Task item:
Check each line of the material below for the word "distant". Say how many lines have it, and nothing else.

The data:
--*--
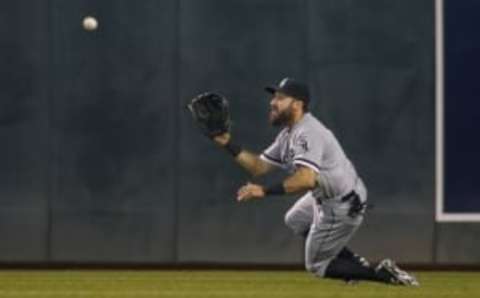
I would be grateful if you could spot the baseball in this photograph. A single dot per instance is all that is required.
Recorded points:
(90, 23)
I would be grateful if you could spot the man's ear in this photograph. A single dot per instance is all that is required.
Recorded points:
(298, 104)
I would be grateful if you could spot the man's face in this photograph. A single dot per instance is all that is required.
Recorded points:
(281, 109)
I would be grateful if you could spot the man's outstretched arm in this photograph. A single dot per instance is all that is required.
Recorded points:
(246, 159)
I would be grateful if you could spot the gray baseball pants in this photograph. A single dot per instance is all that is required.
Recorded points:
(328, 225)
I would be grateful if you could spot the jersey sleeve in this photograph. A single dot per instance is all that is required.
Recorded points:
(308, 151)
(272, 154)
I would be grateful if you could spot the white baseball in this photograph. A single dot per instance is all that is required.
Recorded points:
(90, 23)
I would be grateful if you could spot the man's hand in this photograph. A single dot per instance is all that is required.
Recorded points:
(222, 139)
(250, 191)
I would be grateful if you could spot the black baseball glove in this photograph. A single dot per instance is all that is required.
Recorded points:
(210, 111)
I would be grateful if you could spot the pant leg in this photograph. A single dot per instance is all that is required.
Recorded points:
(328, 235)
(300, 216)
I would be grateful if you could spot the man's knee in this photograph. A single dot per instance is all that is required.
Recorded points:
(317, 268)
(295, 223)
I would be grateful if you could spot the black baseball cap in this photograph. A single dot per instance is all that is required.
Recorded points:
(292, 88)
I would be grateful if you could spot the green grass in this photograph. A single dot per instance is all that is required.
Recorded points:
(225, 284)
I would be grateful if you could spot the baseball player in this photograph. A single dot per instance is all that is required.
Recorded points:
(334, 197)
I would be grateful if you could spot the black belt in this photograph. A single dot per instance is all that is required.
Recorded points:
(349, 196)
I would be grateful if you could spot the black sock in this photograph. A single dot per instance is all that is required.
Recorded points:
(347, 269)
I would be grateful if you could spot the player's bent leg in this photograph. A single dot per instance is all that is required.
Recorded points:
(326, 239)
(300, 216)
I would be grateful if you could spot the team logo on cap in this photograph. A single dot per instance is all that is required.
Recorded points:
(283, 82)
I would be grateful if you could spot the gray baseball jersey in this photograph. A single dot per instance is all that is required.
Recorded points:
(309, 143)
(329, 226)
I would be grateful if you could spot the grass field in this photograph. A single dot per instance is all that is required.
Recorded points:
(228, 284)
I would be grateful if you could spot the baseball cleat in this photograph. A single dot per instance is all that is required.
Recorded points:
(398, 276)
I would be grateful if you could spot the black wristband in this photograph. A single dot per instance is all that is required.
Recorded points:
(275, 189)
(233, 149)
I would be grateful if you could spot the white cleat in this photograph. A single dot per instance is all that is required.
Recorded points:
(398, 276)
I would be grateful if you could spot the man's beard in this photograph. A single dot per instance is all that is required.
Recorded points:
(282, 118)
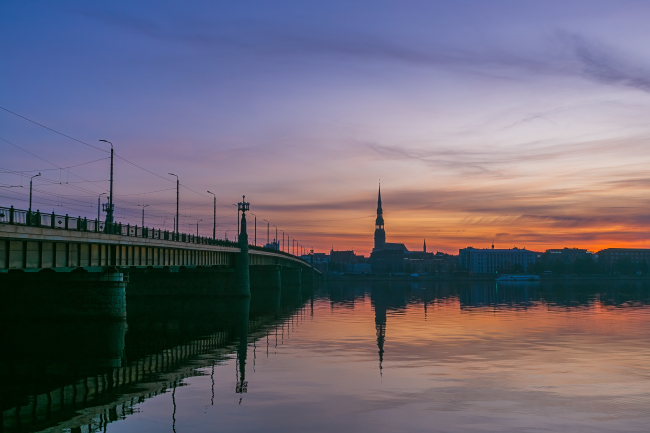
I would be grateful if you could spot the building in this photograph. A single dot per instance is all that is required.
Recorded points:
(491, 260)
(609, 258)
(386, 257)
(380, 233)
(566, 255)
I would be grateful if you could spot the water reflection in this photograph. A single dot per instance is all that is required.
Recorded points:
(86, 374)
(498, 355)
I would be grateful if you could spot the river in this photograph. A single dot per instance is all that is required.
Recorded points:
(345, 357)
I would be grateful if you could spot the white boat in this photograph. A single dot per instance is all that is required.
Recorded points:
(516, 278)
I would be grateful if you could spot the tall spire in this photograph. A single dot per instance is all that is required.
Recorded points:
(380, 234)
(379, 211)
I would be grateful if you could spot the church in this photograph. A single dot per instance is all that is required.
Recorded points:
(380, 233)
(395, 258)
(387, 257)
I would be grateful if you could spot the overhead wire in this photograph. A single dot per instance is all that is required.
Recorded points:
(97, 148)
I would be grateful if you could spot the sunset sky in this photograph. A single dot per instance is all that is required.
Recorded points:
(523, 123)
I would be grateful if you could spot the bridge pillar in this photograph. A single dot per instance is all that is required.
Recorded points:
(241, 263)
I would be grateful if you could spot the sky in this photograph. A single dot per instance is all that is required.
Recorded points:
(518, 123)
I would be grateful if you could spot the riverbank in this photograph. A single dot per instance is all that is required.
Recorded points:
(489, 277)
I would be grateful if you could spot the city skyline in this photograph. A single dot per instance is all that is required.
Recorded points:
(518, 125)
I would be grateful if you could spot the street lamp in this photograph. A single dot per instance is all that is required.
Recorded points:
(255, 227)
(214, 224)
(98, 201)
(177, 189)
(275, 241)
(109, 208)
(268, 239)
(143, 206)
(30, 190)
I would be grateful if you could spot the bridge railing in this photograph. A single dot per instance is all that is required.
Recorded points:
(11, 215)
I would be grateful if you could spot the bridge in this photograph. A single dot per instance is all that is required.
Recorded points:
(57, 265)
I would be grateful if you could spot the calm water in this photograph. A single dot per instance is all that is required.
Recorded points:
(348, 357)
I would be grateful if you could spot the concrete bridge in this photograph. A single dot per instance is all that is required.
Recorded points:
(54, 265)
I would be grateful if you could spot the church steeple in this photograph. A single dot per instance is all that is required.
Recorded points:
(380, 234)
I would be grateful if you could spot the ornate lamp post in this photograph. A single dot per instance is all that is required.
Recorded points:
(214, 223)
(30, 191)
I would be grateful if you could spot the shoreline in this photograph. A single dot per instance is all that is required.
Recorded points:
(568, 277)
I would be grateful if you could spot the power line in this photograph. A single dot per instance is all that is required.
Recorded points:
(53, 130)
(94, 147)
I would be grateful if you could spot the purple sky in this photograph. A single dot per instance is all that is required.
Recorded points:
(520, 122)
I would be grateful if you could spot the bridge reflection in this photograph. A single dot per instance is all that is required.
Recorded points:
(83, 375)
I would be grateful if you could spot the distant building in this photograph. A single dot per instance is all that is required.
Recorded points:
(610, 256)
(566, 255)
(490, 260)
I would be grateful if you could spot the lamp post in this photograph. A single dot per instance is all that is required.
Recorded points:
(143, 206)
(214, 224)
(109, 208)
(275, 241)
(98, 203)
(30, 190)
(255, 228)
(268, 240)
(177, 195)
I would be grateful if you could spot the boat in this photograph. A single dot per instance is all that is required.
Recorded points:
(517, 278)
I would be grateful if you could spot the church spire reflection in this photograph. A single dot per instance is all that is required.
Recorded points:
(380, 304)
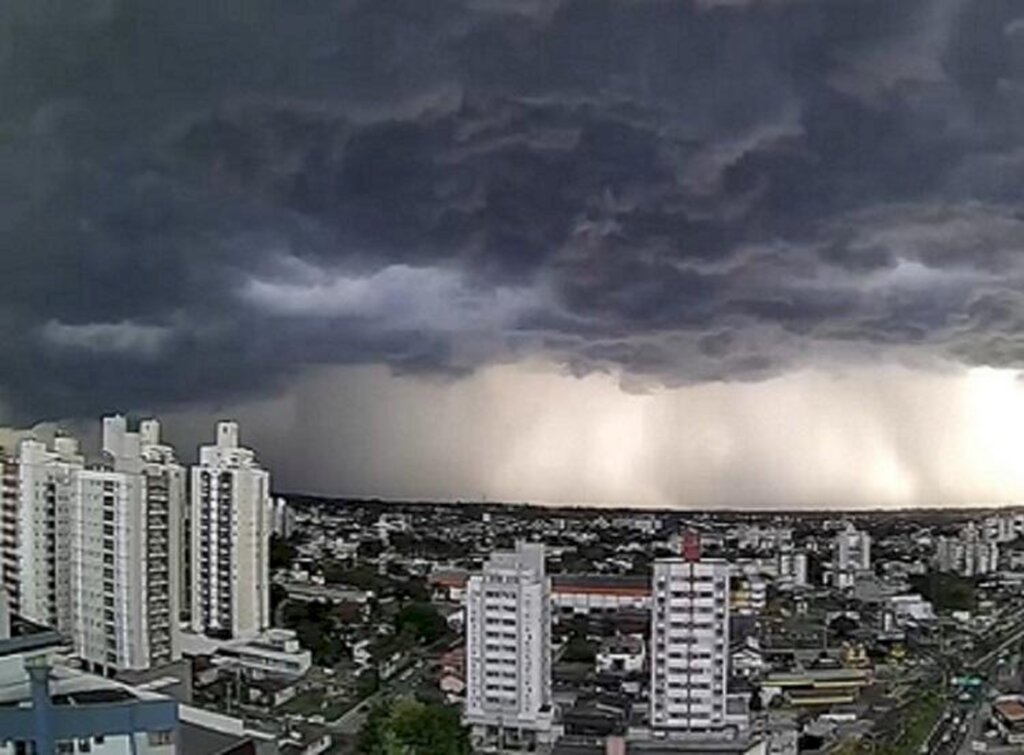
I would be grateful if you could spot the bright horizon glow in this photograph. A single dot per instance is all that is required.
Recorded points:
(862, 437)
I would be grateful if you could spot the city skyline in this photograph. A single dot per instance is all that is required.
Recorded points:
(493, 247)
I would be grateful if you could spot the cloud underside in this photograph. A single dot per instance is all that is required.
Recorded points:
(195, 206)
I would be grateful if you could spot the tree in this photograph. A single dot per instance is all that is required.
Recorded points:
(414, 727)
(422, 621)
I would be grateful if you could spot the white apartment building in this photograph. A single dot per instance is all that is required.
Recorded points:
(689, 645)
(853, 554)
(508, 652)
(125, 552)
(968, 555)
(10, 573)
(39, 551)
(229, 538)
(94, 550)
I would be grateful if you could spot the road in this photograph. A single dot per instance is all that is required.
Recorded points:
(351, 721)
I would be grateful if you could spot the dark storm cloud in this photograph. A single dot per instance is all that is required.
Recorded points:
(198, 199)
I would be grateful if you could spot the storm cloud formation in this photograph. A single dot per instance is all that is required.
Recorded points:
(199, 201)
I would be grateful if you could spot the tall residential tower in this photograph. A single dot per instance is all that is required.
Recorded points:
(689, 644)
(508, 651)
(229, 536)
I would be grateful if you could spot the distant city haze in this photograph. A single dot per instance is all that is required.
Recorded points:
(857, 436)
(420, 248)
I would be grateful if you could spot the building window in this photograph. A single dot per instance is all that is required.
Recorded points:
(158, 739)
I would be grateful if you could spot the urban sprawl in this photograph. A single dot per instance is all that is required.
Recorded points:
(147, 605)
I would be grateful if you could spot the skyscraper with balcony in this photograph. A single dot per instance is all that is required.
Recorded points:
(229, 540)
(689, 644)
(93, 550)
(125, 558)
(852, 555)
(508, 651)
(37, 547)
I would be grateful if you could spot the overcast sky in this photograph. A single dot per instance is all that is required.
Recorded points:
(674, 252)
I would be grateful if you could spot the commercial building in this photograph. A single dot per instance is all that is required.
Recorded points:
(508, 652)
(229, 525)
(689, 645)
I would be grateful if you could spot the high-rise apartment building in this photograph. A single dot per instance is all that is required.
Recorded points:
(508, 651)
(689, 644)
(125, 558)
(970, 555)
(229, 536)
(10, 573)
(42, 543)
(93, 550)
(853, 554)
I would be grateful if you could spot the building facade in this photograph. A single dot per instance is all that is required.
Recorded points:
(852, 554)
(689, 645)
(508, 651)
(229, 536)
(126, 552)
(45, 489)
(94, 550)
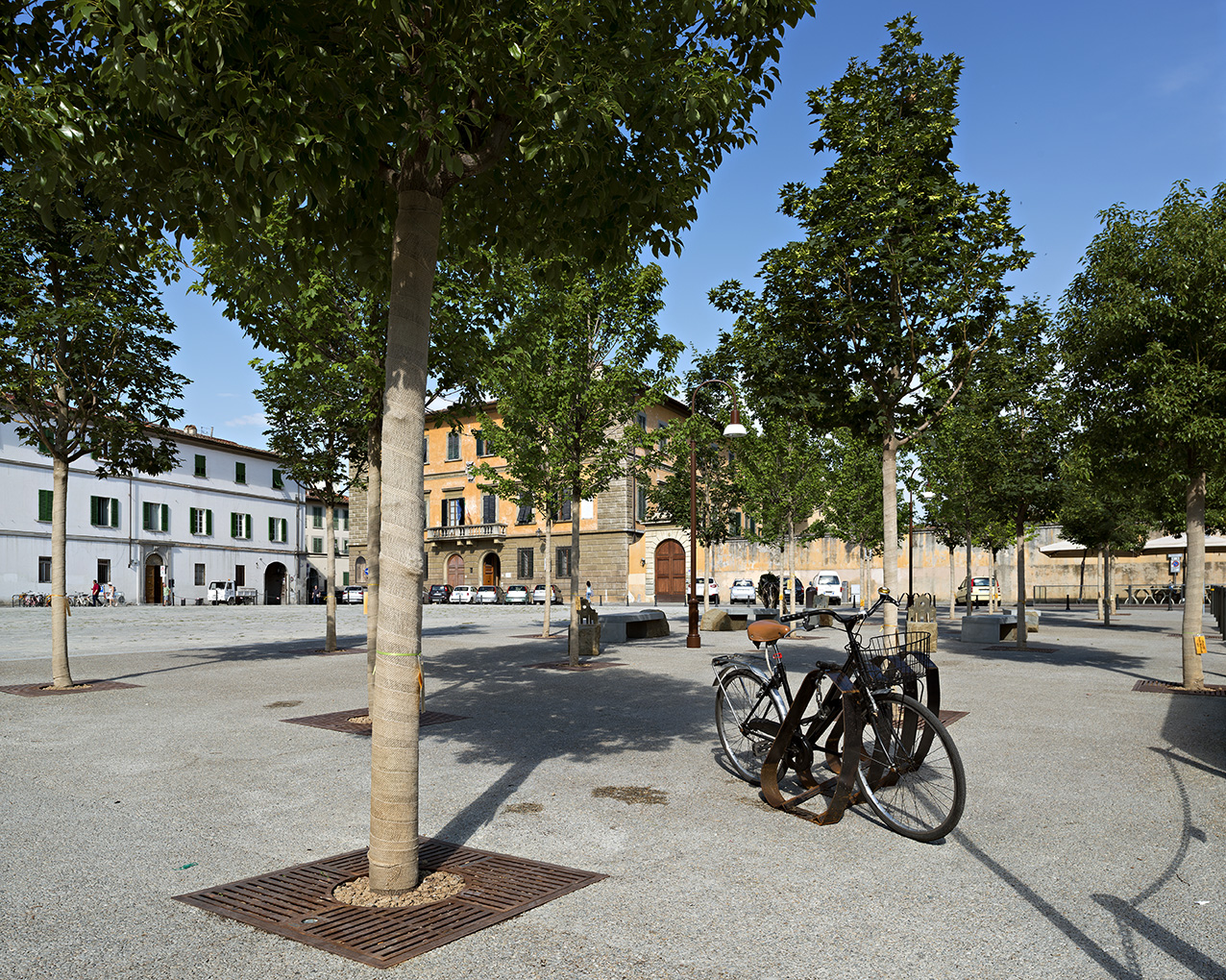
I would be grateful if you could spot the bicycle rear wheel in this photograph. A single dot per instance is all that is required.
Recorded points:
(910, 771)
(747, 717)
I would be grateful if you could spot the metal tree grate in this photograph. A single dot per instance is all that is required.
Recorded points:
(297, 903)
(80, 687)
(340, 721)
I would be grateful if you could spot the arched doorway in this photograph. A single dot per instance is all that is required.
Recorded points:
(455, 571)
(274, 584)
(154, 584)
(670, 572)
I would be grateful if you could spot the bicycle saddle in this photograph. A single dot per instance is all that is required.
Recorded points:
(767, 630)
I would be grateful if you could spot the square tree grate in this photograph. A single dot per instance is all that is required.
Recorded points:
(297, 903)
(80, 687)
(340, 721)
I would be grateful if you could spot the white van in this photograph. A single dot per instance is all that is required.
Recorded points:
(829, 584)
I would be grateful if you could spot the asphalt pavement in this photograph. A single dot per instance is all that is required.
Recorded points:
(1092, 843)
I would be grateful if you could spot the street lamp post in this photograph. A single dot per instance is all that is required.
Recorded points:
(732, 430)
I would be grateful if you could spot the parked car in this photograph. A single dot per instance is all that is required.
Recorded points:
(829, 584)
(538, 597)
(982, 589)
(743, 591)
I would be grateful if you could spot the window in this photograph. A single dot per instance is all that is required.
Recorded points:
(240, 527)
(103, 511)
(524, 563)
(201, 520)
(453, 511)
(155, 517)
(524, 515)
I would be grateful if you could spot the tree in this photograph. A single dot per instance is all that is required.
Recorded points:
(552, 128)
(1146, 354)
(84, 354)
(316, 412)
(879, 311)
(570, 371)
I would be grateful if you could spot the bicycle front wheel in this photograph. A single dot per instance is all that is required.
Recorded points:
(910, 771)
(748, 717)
--*--
Response to this exercise:
2